TASK TO CARRY OUT. Repeat every record exactly, omitting the pictures.

EXTRACTED INFORMATION.
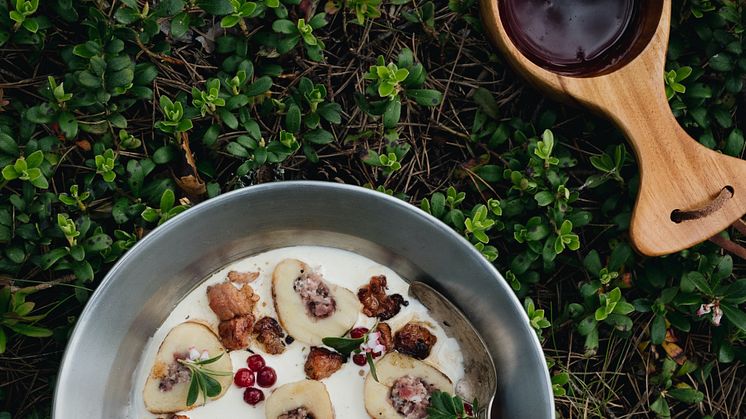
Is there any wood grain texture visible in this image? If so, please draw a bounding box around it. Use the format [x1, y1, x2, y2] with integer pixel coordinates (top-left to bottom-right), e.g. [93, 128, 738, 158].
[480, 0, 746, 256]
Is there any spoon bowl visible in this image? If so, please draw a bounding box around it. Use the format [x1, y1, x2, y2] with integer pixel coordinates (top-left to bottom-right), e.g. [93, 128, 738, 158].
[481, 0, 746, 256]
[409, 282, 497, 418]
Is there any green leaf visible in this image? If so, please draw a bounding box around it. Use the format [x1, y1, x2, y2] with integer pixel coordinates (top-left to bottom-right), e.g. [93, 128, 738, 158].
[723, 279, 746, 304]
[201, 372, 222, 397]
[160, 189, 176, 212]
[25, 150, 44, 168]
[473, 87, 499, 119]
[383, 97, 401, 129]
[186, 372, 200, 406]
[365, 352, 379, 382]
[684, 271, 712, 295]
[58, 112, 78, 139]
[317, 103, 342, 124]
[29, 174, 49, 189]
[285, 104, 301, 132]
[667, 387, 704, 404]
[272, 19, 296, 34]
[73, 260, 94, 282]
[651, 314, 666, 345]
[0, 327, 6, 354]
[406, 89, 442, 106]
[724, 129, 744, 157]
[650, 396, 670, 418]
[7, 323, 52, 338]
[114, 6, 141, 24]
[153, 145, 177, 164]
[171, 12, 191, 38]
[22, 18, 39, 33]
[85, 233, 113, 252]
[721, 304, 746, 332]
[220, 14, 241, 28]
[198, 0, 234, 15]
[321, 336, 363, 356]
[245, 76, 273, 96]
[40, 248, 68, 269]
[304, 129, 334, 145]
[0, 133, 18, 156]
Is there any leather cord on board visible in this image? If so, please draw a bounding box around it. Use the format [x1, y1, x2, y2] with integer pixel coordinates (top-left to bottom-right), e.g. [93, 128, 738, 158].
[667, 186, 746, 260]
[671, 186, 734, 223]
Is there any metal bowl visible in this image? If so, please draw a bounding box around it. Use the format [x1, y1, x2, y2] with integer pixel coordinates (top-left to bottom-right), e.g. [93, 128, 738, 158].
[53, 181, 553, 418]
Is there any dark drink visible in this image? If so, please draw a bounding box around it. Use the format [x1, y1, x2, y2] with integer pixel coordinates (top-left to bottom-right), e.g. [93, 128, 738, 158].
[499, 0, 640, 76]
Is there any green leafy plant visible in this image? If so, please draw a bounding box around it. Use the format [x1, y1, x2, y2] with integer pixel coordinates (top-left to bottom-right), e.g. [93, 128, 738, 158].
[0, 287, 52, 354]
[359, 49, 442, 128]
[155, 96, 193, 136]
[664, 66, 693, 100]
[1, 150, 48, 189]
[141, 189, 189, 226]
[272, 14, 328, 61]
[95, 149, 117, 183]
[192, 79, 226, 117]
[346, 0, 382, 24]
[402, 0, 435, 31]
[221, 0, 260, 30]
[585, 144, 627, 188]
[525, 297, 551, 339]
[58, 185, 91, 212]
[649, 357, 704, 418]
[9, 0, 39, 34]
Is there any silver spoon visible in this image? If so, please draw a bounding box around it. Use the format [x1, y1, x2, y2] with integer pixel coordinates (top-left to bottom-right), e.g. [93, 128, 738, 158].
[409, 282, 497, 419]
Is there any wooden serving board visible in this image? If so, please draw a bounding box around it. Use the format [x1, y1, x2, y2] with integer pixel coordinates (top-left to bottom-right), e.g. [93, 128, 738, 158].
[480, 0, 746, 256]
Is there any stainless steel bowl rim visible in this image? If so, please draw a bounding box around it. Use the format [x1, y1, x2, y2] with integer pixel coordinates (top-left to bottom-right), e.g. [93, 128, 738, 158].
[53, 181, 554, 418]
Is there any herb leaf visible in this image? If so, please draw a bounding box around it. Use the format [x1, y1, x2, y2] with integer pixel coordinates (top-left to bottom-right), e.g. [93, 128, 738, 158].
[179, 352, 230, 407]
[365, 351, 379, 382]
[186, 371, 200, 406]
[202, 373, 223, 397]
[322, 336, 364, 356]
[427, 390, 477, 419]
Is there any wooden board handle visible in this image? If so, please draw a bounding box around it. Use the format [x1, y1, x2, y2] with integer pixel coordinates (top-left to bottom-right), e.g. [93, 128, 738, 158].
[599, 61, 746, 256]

YOUR RESPONSE.
Is there any wood grain texture visible in this image? If so, please draw a bounding box around it. Use the format [x1, y1, x2, y2] with integer pixel coordinates (top-left to bottom-right), e.g. [93, 128, 738, 158].
[480, 0, 746, 256]
Is there any spoon bowl visible in this image? If so, please draw a bounding box around it. Use the format [x1, y1, x2, y2] with integer pixel coordinates (top-left to bottom-right), e.g. [93, 128, 738, 158].
[481, 0, 746, 256]
[409, 282, 497, 418]
Is there any green leaf visible in this image? If so, please draw a bounding box around it. Use the format [x1, y1, x2, y2] with integer pixel coordinates (top-left to bottom-right), e.g. [93, 128, 738, 158].
[723, 279, 746, 304]
[201, 372, 222, 397]
[160, 189, 176, 212]
[25, 150, 44, 168]
[473, 87, 499, 119]
[383, 97, 401, 129]
[186, 372, 200, 406]
[365, 352, 379, 382]
[684, 271, 712, 295]
[58, 112, 78, 139]
[317, 103, 342, 124]
[29, 174, 49, 189]
[285, 104, 301, 132]
[667, 387, 704, 404]
[272, 19, 296, 34]
[73, 260, 94, 282]
[651, 314, 666, 345]
[0, 327, 6, 354]
[406, 89, 442, 106]
[724, 129, 744, 157]
[650, 396, 670, 418]
[7, 323, 52, 338]
[114, 6, 141, 24]
[153, 145, 177, 164]
[171, 12, 191, 38]
[22, 18, 39, 33]
[85, 233, 113, 252]
[721, 304, 746, 332]
[220, 14, 241, 28]
[198, 0, 234, 15]
[321, 336, 363, 356]
[245, 76, 273, 96]
[40, 248, 68, 269]
[304, 129, 334, 145]
[0, 133, 18, 156]
Is there any leather cord on board visible in this image? If so, please draw a bounding box around it. Use the format [x1, y1, x2, y2] with integer pixel coordinates (top-left to bottom-right), e.g. [93, 128, 738, 158].
[667, 186, 746, 260]
[671, 186, 734, 223]
Is there any metal bowl visible in this image? If so, please draw a bounding box around it. Use the format [x1, y1, x2, y2] with integer pixel coordinates (top-left to bottom-right), e.g. [93, 128, 738, 158].
[53, 181, 553, 418]
Is there any dark drink visible in this image? If so, please draw a bounding box around it. Use the format [x1, y1, x2, y2] with integer pixel coordinates (top-left to bottom-right), e.g. [93, 128, 738, 158].
[499, 0, 640, 76]
Is there any green leafy plant visible in this image? If so, please draw a bounding box around it. Use the format [x1, y1, x2, y2] with integer pixel coordinates (top-left to bottom-right), e.g. [93, 128, 738, 158].
[0, 287, 52, 354]
[359, 49, 442, 128]
[155, 96, 193, 136]
[664, 66, 693, 100]
[1, 150, 48, 189]
[141, 189, 189, 226]
[272, 14, 328, 61]
[95, 149, 117, 183]
[192, 79, 226, 117]
[346, 0, 382, 24]
[402, 0, 435, 31]
[221, 0, 260, 30]
[585, 144, 627, 188]
[525, 297, 551, 339]
[58, 185, 91, 212]
[649, 357, 704, 418]
[9, 0, 39, 34]
Is there any silver spoon visible in this image? If so, please draw a bounding box around it. Use the format [x1, y1, x2, y2] with integer pixel coordinates (top-left to bottom-right), e.g. [93, 128, 738, 158].
[409, 282, 497, 419]
Is there any wooden serving board visible in this image? If so, please draw a bounding box around it. Use the format [x1, y1, x2, y2] with integer pixel coordinates (top-left to bottom-right), e.g. [93, 128, 738, 158].
[480, 0, 746, 256]
Is there any stainless steel bowl rim visible in this image? If so, please draw a bounding box around it. Use the format [x1, y1, x2, y2] with integer pixel coordinates (top-left to bottom-right), e.g. [93, 128, 738, 158].
[53, 181, 554, 418]
Is there any herb leaf visible in this image? If so, please draw a bounding box around it. Use the format [x1, y1, x2, y2] with integer pixel coordinates (top-left to bottom-right), e.g. [93, 128, 738, 158].
[179, 352, 230, 407]
[365, 351, 379, 382]
[186, 371, 200, 406]
[202, 373, 223, 397]
[322, 336, 364, 356]
[427, 390, 477, 419]
Is there any wooden board handle visible in this image? If so, please draw a bounding box around it. Use the format [x1, y1, x2, y2] with integer pixel coordinates (top-left to bottom-right), e.g. [93, 128, 738, 158].
[599, 61, 746, 256]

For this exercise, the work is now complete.